■ **Task description**
Your answer should consist of the lines in the listing that hold "black".

■ **Entries supplied**
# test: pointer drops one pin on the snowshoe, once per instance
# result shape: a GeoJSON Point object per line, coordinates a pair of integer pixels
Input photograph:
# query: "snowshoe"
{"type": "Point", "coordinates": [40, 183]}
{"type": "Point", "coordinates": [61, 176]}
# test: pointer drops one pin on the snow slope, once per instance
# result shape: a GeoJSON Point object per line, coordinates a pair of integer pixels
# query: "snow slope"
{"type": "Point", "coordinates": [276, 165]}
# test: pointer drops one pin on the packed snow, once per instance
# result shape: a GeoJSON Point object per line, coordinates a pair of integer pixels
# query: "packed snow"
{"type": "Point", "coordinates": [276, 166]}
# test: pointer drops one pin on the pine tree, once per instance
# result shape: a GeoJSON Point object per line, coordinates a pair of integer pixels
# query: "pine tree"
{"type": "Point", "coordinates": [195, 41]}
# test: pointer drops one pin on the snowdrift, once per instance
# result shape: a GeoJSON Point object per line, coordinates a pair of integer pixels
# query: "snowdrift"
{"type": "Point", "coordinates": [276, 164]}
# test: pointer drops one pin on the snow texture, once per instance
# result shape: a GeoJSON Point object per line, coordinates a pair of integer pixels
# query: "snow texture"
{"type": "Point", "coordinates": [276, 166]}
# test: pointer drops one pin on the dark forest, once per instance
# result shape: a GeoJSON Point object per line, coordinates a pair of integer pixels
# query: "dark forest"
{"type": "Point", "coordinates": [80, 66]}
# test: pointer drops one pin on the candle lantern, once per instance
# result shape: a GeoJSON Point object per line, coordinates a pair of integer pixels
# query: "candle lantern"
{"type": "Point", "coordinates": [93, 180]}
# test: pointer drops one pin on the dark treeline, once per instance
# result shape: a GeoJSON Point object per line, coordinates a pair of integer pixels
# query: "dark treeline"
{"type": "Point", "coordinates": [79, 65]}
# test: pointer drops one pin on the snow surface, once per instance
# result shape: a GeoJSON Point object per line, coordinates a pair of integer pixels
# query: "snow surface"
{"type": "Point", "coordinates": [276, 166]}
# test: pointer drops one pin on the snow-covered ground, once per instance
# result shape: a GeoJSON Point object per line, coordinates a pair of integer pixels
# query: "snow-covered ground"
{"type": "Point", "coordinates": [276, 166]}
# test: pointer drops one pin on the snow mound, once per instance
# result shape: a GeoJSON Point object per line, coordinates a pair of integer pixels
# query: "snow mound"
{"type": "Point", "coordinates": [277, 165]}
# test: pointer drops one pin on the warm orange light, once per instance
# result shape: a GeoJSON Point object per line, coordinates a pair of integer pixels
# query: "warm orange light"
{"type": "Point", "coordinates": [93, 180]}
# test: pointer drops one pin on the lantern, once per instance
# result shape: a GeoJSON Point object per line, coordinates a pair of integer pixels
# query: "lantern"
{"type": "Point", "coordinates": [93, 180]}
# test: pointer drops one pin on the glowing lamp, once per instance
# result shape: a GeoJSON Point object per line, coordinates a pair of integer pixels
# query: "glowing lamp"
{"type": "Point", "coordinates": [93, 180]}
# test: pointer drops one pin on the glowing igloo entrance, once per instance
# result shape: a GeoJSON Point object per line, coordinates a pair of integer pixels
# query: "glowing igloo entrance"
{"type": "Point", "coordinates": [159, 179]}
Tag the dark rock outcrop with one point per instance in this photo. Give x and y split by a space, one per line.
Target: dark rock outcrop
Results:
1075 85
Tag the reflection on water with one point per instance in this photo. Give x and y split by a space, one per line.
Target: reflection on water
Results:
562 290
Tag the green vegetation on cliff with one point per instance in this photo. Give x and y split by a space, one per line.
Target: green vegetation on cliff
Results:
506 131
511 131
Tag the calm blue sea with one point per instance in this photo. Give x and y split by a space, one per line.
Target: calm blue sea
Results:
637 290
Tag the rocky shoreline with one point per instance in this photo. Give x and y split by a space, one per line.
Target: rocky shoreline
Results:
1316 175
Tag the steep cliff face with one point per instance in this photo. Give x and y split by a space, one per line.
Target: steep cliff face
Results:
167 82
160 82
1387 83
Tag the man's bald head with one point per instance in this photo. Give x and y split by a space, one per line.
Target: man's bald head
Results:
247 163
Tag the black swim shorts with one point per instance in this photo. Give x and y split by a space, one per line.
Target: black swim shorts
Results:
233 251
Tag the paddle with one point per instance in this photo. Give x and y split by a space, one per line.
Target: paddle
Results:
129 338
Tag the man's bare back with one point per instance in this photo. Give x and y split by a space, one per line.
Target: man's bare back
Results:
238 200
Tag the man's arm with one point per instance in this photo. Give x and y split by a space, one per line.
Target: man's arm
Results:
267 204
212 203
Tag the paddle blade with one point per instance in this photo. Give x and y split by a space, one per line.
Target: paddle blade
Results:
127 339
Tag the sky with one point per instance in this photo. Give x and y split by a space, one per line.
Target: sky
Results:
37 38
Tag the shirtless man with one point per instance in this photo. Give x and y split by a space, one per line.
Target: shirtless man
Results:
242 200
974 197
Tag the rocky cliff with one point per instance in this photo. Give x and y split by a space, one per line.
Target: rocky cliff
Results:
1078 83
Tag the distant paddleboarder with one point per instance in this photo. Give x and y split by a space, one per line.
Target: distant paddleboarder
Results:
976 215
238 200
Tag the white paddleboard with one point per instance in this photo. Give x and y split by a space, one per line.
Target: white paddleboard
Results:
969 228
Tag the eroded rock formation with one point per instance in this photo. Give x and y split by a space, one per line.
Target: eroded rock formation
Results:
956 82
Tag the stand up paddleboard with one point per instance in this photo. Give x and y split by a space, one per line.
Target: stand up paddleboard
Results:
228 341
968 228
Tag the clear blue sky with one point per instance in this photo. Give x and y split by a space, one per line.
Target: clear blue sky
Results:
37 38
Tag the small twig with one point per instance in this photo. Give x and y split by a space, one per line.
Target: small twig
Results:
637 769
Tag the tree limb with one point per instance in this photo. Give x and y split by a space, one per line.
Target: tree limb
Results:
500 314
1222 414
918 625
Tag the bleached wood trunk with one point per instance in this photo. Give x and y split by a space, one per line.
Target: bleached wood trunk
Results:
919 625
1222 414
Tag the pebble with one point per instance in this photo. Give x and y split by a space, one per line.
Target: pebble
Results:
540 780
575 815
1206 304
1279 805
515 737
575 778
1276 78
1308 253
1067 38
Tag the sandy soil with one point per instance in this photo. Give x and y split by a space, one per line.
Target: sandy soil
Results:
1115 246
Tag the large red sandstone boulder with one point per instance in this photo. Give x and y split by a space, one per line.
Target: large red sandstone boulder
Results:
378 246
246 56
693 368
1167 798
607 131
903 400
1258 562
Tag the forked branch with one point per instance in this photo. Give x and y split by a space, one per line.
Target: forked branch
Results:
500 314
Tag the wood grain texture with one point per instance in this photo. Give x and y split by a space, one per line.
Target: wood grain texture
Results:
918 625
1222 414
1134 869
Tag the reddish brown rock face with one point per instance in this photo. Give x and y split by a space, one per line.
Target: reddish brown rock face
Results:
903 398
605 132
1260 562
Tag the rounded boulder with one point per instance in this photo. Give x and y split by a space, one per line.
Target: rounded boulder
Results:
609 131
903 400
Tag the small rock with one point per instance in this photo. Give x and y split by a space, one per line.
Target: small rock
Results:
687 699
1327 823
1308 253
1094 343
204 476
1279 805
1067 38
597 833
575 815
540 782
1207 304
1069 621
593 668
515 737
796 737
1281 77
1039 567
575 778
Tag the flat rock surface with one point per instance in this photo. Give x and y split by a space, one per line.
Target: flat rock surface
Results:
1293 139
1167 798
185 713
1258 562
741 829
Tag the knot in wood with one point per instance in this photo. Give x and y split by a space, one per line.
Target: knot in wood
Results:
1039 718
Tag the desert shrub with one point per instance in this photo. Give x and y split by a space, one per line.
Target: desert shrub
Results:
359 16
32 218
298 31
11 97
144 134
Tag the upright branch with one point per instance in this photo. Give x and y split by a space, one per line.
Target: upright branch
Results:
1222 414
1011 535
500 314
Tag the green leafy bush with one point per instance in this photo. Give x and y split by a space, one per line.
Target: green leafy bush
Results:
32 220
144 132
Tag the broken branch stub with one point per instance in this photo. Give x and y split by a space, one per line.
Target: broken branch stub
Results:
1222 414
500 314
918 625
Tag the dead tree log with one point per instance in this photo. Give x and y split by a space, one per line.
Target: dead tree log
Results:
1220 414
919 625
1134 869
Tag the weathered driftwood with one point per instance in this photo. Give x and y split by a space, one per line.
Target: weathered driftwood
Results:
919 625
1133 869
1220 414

■ **Final answer**
Tag the black swim shorts with one point per instance in this photo. Give x and y split by a space, one per line.
Target: black swim shorts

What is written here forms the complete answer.